Task directions =
Down to the last line, repeat the entries exactly.
=== Begin Enclosure ===
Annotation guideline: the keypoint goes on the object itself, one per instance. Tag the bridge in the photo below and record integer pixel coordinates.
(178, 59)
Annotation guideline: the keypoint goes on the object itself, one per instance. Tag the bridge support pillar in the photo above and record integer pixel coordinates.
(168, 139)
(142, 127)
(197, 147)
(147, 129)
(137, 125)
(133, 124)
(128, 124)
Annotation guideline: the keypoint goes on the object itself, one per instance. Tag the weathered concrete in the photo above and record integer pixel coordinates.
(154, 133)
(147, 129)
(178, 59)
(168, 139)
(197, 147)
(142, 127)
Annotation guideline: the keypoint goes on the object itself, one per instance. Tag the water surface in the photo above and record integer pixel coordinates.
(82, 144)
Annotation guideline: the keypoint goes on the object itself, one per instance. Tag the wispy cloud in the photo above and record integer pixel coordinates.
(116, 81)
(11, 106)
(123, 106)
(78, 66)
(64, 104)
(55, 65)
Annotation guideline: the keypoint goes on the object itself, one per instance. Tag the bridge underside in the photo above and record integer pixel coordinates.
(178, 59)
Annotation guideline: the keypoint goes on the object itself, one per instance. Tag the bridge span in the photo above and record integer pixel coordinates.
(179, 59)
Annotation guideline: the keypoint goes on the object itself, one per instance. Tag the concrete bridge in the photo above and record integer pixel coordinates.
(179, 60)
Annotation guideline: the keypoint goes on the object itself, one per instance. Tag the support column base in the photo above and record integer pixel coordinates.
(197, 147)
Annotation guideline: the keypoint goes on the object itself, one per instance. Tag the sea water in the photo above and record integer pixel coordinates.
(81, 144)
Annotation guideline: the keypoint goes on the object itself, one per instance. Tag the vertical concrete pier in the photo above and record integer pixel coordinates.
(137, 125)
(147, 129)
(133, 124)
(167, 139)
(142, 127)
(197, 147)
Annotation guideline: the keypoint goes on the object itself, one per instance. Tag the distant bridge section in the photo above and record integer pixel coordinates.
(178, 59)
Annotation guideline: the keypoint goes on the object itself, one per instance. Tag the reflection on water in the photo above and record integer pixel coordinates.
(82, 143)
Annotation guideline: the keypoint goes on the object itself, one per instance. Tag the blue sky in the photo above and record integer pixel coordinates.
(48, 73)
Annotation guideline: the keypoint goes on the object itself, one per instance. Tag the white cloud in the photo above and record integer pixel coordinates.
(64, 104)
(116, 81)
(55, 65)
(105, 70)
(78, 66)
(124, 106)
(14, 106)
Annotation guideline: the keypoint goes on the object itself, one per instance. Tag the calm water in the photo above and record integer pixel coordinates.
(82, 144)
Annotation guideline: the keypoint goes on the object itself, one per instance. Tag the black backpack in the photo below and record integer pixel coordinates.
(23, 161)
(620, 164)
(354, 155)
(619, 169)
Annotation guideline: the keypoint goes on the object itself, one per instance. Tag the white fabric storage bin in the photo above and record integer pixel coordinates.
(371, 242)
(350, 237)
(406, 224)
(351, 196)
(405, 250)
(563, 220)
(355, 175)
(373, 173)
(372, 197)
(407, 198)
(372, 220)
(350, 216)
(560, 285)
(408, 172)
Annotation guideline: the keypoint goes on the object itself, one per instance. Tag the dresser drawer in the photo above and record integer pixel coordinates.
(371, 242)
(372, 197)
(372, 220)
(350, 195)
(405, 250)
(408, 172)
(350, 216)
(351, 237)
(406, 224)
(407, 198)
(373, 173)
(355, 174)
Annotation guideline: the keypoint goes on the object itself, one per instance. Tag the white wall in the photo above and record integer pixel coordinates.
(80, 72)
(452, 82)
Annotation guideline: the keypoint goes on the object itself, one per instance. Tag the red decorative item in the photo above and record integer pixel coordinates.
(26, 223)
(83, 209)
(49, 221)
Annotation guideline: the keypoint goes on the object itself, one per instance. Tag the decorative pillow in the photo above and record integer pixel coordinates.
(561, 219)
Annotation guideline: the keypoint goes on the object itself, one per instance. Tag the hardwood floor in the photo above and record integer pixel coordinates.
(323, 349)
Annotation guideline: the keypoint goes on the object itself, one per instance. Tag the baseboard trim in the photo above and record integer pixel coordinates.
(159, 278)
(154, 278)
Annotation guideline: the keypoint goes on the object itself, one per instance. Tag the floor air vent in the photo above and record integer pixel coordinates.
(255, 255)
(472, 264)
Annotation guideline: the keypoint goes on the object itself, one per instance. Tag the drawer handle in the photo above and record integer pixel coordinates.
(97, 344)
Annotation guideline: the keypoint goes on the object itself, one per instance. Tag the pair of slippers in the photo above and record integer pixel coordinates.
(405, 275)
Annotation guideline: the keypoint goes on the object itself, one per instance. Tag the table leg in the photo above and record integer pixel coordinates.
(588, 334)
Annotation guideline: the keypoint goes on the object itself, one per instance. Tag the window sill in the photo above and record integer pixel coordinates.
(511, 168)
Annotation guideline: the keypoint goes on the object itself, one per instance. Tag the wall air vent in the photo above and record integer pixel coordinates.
=== End Enclosure ===
Response below =
Annotation guideline: the keypoint goes on the object itself, one per instance. Tag the bridge in the photo below and record integer pixel coordinates.
(178, 59)
Annotation guideline: the keypoint goes on the object itself, one per instance. Tag the bridge support pillar in the photo above and record integer pixel coordinates.
(168, 139)
(142, 127)
(197, 147)
(147, 129)
(137, 125)
(133, 124)
(128, 124)
Annotation guideline: the keypoint goes on the object itself, one per instance. Tag the weathered concrete in the photo above and record integer pixel coordinates.
(154, 133)
(147, 129)
(178, 59)
(168, 139)
(197, 147)
(142, 127)
Annotation guideline: the keypoint goes on the object itself, one per instance. Tag the water surface in the photo above and record integer pixel coordinates.
(82, 144)
Annotation guideline: the keypoint goes on the object itself, one per instance. Tag the wispy cloud in the photo above and record integer pixel coordinates.
(116, 81)
(11, 106)
(123, 106)
(78, 66)
(64, 104)
(55, 65)
Annotation guideline: the keypoint goes on the object itself, one per instance. Tag the bridge underside in the photo above and record integer pixel coordinates.
(178, 59)
Annotation guideline: the keypoint goes on the object itself, one per instance. Tag the bridge span in the photo above and record integer pixel coordinates.
(179, 59)
Annotation guideline: the keypoint goes on the object itself, one per instance. Tag the concrete bridge in the photo above and record integer pixel coordinates.
(179, 60)
Annotation guideline: the keypoint goes on the object itself, one per instance. Tag the support column base in the photo above and record integer pixel coordinates.
(197, 147)
Annotation guideline: the keypoint goes on the object itself, one per instance. Tag the sea water in the photo above and record integer pixel coordinates.
(81, 144)
Annotation guideline: the keypoint goes on the object itself, one per instance. Tag the vertical concrete pier in the photo above and record integer pixel coordinates.
(137, 125)
(147, 129)
(133, 124)
(167, 139)
(142, 127)
(197, 147)
Annotation guideline: the keypoint goes on the object itself, one per instance. Tag the distant bridge section in the photo above and record integer pixel coordinates.
(178, 59)
Annotation guideline: the keypoint goes on the object itself, one per instance. Tag the reflection on water in the photo above and record integer pixel coordinates.
(82, 143)
Annotation guideline: the keypoint goes on the object itself, one per instance. Tag the blue sky in the photo above and record integer pixel coordinates.
(48, 73)
Annotation guideline: the keypoint goes on the object itself, one per instance. Tag the white cloud in the photo above and record integer pixel coordinates.
(64, 104)
(116, 81)
(55, 65)
(105, 70)
(78, 66)
(124, 106)
(14, 106)
Annotation guideline: the keypoint goes on the object itself, one per instance. Tag the calm water in the photo above and record integer pixel coordinates.
(82, 144)
Annotation guideline: the keypoint goes on the object itself, one per instance. Tag the black backpack in the photo below and record integer pixel coordinates.
(23, 161)
(620, 164)
(354, 155)
(619, 169)
Annotation guideline: the keypoint goes on the object itself, one per instance. Tag the white fabric storage bin in the photo above and record integer pixel coordinates.
(371, 242)
(350, 237)
(406, 224)
(351, 196)
(405, 250)
(563, 220)
(355, 175)
(373, 173)
(372, 197)
(407, 198)
(372, 220)
(350, 216)
(560, 285)
(408, 172)
Annotation guideline: the keypoint goes on the object itself, one per instance. Tag the dresser drawer in the photo above and record integer pixel coordinates.
(371, 242)
(372, 197)
(372, 220)
(350, 195)
(405, 250)
(408, 172)
(350, 216)
(351, 237)
(406, 224)
(407, 198)
(373, 173)
(355, 174)
Annotation guideline: the keypoint goes on the object itself, one per instance. Tag the white wall in the photo above and record integer pixel coordinates.
(80, 72)
(452, 82)
Annotation guideline: the keypoint goes on the object itself, one per instance. Tag the red decorative item in the photo above and record integer pixel coordinates.
(26, 223)
(83, 209)
(49, 221)
Annotation guideline: the keypoint goes on the object itself, one per instance. Tag the decorative pillow in the photo above and record integer pixel coordinates.
(561, 219)
Annotation guideline: the keypoint goes on the object itself, one per instance. Tag the hardwood floor in the photo above and record integer pixel coordinates.
(323, 349)
Annotation guideline: the keypoint goes on the object itself, one per instance. Tag the baseboard trim in the photo above and record integer pixel coordinates.
(159, 278)
(154, 278)
Annotation guideline: the keypoint goes on the object itself, one per instance. Tag the floor air vent in the photo above and record integer pixel coordinates.
(255, 255)
(472, 264)
Annotation guideline: the keypoint goes on the object itself, one per instance. Tag the drawer handle in the photo above and record integer pixel coordinates.
(97, 344)
Annotation guideline: the keypoint goes on the object itself, one per instance. Tag the pair of slippers in the photo above and record integer pixel coordinates.
(405, 275)
Annotation guideline: the keypoint goes on the object itself, one per instance. Tag the table leg in the photo above and record integer pixel coordinates.
(588, 334)
Annotation guideline: the keypoint goes on the object itself, one per instance. Tag the window sill in the photo above and record integer pixel coordinates.
(511, 168)
Annotation guideline: the keypoint goes on the object itself, one per instance. Tag the wall air vent in the photo above and record integer pixel coordinates.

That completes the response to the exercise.